**Data rows**
####################

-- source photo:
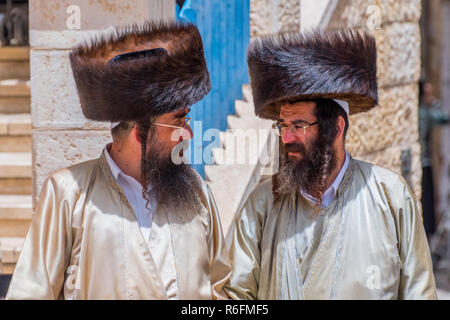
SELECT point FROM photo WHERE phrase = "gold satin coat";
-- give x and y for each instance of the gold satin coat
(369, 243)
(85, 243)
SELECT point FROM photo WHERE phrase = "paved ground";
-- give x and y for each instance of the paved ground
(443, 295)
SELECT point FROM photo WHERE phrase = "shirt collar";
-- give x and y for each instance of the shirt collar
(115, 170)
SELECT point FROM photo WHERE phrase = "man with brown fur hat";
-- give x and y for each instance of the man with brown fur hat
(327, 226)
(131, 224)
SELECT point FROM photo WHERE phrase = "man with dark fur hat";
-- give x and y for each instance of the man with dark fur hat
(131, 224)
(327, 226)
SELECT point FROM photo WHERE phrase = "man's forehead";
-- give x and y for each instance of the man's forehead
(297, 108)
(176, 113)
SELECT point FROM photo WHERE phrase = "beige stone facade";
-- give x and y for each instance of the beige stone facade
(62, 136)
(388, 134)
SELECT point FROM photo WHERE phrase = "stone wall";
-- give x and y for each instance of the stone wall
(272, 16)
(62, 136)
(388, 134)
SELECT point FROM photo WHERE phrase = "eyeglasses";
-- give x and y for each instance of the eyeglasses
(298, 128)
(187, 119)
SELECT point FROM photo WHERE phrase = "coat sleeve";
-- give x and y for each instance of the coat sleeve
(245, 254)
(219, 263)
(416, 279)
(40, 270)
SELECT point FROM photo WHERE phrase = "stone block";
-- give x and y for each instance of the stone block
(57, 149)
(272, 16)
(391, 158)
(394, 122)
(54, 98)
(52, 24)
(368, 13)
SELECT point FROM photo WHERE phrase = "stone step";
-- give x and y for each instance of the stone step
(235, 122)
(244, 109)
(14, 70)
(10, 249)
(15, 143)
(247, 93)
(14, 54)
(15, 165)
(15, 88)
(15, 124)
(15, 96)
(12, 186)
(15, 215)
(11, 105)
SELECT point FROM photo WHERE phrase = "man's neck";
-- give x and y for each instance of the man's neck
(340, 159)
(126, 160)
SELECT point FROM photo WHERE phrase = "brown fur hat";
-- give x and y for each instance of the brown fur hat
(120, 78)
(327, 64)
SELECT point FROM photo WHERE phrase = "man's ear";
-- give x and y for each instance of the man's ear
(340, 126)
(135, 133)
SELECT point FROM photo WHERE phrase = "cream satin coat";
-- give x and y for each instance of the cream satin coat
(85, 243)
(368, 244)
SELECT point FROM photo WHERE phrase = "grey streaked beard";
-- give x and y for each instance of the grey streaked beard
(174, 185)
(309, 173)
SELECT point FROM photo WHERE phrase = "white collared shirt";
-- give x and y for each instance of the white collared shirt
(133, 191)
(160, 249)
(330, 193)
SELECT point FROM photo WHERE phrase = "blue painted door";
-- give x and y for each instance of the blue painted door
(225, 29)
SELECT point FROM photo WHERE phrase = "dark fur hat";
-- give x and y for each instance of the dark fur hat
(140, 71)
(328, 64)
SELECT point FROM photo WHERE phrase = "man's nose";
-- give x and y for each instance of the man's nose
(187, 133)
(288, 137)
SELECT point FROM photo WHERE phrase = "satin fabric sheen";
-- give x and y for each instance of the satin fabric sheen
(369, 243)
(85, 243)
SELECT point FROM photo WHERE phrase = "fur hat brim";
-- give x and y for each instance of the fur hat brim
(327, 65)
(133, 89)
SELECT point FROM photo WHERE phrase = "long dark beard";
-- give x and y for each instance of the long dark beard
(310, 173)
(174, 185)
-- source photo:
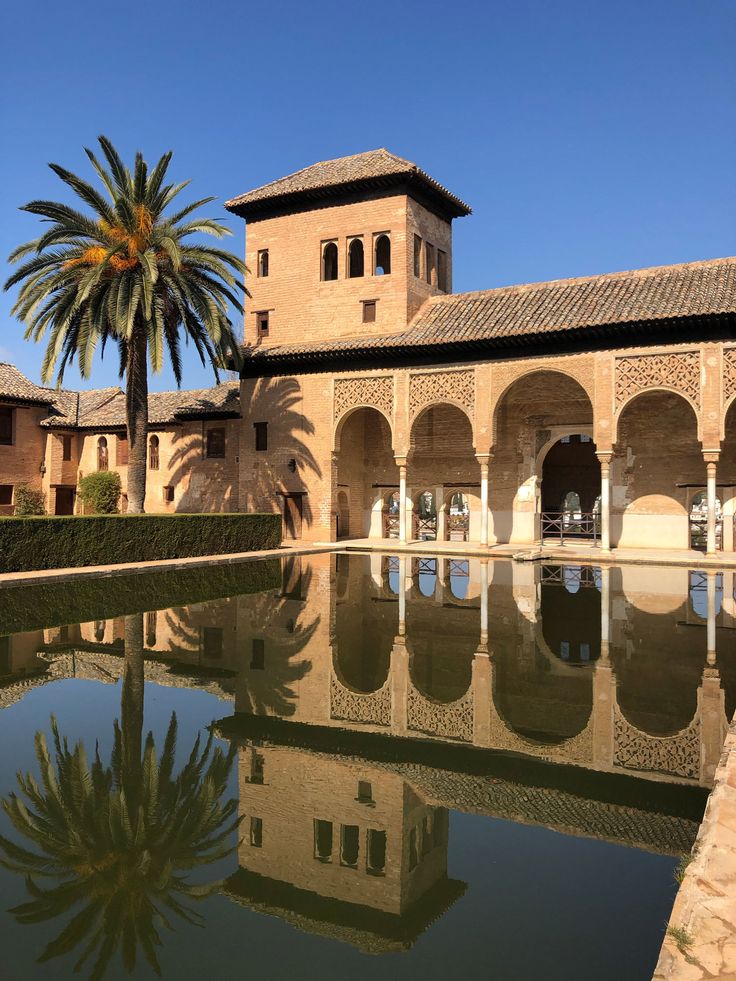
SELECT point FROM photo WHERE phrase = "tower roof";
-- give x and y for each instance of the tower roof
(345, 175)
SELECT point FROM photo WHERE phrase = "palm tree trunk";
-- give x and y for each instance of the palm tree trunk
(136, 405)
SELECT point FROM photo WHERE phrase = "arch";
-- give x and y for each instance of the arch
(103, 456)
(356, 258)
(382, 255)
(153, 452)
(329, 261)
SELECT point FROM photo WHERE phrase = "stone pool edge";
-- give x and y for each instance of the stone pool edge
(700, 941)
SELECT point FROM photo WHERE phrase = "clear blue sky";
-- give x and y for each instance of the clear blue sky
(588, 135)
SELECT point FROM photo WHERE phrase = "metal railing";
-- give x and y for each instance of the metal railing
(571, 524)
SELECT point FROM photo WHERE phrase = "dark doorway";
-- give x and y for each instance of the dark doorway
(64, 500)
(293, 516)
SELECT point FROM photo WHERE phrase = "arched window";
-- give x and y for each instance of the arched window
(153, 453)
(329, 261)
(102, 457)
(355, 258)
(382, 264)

####################

**What needs to be done**
Can you restate all the records above word for word while dropping the pictures?

**Exercise response**
-- source photo:
SELECT point FROM photo WHERE phrase = "gold satin coat";
-- give x and y for each instance of the gold satin coat
(369, 243)
(85, 243)
SELECT point FROM photo WHERE phrase = "paved ground";
-- give x and y for each instance of the paved ground
(443, 295)
SELECT point FROM photo WHERE phrase = "shirt collar";
-- give x and y for each instance of the shirt collar
(115, 170)
SELECT point FROM photo WHERE phrase = "man with brown fur hat";
-- give x and y for each instance of the man with brown fur hat
(327, 226)
(131, 224)
SELECT point FROM photo WHERE phrase = "man with dark fur hat";
-- give x and y for each instance of the man with dark fur hat
(131, 224)
(327, 226)
SELECT point FROM photo WHERE phrase = "man's forehead";
-- give x and y for each instance of the man's forehead
(297, 108)
(176, 113)
SELECT point FROM photo WHERE phrase = "beige stone facade";
-- give x and y for each instance of the beige stone facade
(62, 136)
(388, 134)
SELECT point FROM photo WHERE phrase = "stone wall";
-- give x and y for each instance of the stone wall
(272, 16)
(62, 136)
(388, 134)
SELECT point FROM photo WHERE phrase = "eyeglasses";
-- give x and y for each instance of the eyeglasses
(298, 128)
(187, 119)
SELECT point FROM photo WHERE phrase = "coat sleeve";
-- give x and y for each instance of the coat sleeve
(245, 254)
(219, 263)
(416, 279)
(40, 270)
SELECT point FROM photo WHERE phrase = "stone block";
-- give x and y for each instance of the stone block
(57, 149)
(272, 16)
(391, 158)
(394, 122)
(54, 98)
(52, 24)
(368, 13)
SELECT point FROM photo WHERE phrase = "stone step";
-- give x and y for each instance of the stone step
(235, 122)
(244, 109)
(14, 70)
(10, 249)
(15, 143)
(247, 93)
(14, 54)
(15, 165)
(15, 88)
(15, 124)
(15, 96)
(12, 186)
(15, 215)
(11, 105)
SELECT point FROM photo WHERE phrase = "man's neck";
-- give x and y for each instance of the man's neck
(340, 159)
(126, 160)
SELECT point FROM photo WHERE phrase = "brown fur hat";
-- give x and y for each instance of the brown fur hat
(120, 78)
(327, 64)
SELECT point FROM photo WHERE phrase = "man's ear";
-- give x and y for each instance of the man's ear
(340, 126)
(135, 133)
SELECT point FROM photo WHERE phrase = "cream satin coat";
-- give x and y for each instance of the cream satin coat
(85, 243)
(368, 244)
SELECT point FROM photo WHERE phrase = "grey streaked beard";
-- give x and y for each instance of the grey streaked beard
(174, 185)
(309, 173)
SELECT point FROM photo WHERE phrase = "white collared shirt";
-- give x and y for each instance of the white collared shirt
(133, 191)
(160, 249)
(330, 193)
SELECT point FROM photo WHERE phrase = "blue painted door";
-- give x and y for each instance of the blue painted door
(225, 29)
SELECT point FROM photo WHERE phrase = "dark fur hat";
-- give x and y for each instance of the dark fur hat
(140, 71)
(328, 64)
SELECT point FROM photo WHERE phrase = "man's nose";
-- give x and y for each instance of the man's nose
(187, 133)
(288, 137)
SELECT point FROM photo WHERE phrase = "satin fabric sheen";
-- give x and y for each instance of the satin fabric sheen
(369, 243)
(85, 243)
SELECT point FROM photo WHERE phrase = "fur hat brim";
-- give x and y for each instance of the fur hat brim
(327, 65)
(133, 89)
SELECT point FROM photo WHERE phrase = "long dark beard";
-- give x and y for each instance of the long dark beard
(310, 173)
(174, 185)
-- source photo:
SELECT point FROM photo WHERE phrase = "tower roof";
-- give x and y for each instance of the tower roof
(345, 175)
SELECT point FROM photo WHERE phrase = "palm tree trunk";
-- give x and y for each instance of the palm tree trunk
(136, 405)
SELECT point FROM photo WHERE phrase = "arch";
-- give x and y for each instance of the arch
(103, 456)
(356, 258)
(382, 255)
(153, 452)
(329, 261)
SELECT point FROM photo WHERE phrase = "stone pool edge";
-- give x and y for each instance of the stone pool edge
(700, 941)
SELECT point FROM photo WHERE phrase = "clear blue sky";
-- give x and y for each instance of the clear blue sky
(588, 135)
SELECT point FROM photo WHERE phrase = "metal railing";
-- give x and y for each instance of the metal railing
(571, 524)
SELECT point FROM photo WHERE phrase = "dark doorway";
-- give x and y for each instance of the dark doorway
(64, 500)
(293, 516)
SELECT point FROM photo WHERE phrase = "arched window";
-- give x and y for each instance of the arched window
(153, 453)
(329, 261)
(102, 457)
(355, 258)
(382, 264)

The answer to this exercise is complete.